### What the task requires
Rewrite the records below as a numbered list, omitting any blank lines. Begin at the line that contains "every child with" and stop after the line that contains "229 173 311 338", including both of those lines and nothing else.

## start

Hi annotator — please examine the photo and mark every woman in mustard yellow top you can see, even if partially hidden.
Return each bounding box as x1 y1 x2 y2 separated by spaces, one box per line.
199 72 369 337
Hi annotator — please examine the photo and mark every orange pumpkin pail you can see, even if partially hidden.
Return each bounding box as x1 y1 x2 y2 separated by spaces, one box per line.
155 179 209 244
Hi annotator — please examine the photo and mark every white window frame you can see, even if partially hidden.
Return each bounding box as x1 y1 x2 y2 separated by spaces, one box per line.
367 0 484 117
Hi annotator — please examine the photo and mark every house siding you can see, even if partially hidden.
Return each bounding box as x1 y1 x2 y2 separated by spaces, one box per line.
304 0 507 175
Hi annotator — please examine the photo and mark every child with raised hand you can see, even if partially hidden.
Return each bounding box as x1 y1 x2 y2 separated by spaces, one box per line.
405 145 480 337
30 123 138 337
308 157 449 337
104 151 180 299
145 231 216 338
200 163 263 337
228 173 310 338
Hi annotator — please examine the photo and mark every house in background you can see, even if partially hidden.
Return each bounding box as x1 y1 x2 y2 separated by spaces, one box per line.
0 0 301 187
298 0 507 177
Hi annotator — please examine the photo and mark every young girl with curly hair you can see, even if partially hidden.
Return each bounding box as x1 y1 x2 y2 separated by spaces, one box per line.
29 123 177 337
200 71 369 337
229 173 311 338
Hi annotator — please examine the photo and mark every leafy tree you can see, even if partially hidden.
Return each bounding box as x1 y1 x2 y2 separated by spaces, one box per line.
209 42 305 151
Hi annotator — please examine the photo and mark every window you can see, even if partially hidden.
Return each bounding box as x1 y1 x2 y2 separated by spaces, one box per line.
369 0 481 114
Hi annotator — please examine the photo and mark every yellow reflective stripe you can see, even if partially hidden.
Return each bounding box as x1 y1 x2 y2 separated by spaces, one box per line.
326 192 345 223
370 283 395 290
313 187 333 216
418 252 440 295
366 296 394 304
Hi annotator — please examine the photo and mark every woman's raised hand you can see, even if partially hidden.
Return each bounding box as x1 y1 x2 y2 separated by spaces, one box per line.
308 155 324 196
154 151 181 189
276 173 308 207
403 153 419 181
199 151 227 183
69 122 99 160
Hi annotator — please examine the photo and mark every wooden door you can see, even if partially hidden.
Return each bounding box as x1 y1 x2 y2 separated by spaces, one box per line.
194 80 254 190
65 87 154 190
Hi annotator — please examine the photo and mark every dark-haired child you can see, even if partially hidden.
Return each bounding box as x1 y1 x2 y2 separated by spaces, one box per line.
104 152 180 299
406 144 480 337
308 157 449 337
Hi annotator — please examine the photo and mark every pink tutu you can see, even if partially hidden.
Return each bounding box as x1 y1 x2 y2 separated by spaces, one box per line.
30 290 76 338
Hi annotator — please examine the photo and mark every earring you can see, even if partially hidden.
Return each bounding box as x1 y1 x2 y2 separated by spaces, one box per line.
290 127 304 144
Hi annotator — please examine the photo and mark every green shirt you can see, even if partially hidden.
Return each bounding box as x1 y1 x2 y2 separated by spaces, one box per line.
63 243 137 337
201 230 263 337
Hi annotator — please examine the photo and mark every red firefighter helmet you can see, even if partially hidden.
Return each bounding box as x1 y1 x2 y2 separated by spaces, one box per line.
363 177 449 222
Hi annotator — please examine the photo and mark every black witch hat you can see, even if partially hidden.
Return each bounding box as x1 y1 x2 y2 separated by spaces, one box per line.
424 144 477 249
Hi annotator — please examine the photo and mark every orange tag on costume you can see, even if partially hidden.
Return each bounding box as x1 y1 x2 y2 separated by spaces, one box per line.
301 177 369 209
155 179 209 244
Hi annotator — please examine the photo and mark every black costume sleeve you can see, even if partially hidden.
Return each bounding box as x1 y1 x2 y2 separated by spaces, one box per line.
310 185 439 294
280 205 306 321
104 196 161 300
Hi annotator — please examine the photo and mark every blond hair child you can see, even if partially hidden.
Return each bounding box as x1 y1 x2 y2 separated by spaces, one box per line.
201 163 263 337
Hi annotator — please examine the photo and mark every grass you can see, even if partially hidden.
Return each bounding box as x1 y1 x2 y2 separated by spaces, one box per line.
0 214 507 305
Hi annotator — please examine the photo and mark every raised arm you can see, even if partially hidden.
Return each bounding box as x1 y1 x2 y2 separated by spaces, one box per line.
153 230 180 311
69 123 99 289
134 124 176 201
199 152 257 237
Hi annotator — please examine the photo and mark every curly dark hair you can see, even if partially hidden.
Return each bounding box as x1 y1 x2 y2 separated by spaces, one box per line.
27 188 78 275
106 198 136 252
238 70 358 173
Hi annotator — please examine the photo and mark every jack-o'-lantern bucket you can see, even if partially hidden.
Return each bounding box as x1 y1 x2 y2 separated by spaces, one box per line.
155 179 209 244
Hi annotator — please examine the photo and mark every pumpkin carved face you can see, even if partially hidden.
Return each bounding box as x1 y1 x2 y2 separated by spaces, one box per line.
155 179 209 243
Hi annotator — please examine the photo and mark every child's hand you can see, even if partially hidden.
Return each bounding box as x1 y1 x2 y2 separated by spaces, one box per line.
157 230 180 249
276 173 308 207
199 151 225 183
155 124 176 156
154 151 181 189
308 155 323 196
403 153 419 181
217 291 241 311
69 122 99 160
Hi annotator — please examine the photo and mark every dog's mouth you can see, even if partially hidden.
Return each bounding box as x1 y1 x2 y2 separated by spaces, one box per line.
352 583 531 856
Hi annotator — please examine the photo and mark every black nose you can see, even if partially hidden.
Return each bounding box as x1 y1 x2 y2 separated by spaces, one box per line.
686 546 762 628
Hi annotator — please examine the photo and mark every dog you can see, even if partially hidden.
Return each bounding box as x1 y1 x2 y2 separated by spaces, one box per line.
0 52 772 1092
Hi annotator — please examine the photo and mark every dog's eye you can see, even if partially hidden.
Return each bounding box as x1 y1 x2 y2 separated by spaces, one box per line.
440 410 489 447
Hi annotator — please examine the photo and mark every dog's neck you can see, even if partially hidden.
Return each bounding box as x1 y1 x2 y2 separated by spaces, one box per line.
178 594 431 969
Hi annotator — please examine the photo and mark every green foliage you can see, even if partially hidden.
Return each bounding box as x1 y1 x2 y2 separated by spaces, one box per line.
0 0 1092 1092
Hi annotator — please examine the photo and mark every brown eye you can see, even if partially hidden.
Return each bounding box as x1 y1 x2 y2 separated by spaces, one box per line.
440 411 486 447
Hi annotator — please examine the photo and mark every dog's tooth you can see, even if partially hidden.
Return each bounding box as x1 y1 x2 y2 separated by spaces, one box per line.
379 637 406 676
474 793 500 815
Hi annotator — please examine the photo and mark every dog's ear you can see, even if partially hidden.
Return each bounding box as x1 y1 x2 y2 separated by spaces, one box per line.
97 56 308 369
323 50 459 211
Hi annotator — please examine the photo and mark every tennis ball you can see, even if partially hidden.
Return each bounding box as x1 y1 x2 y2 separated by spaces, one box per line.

## end

### Response for this exercise
1. Hi annotator — please examine the photo and mark every child with raised hand you can see, even if partially hidden.
2. Return each bounding box as x1 y1 x2 y2 separated by spaces, one box per line.
3. 405 145 480 337
4. 30 123 138 337
5. 308 157 449 337
6. 104 151 180 299
7. 145 231 216 338
8. 200 163 263 337
9. 228 173 310 338
10. Hi annotator — please examine the photo and mark every house in background you can see, even if partially hidden.
11. Return each bounding box as x1 y1 x2 y2 separated by spaces, one box per line.
12. 0 0 301 187
13. 298 0 507 177
14. Hi annotator — please examine the photo and mark every young girl with curly hair you can see, even if partially hidden.
15. Return each bounding box as x1 y1 x2 y2 separated by spaces, one box per line.
16. 29 123 177 337
17. 200 71 369 337
18. 229 173 311 338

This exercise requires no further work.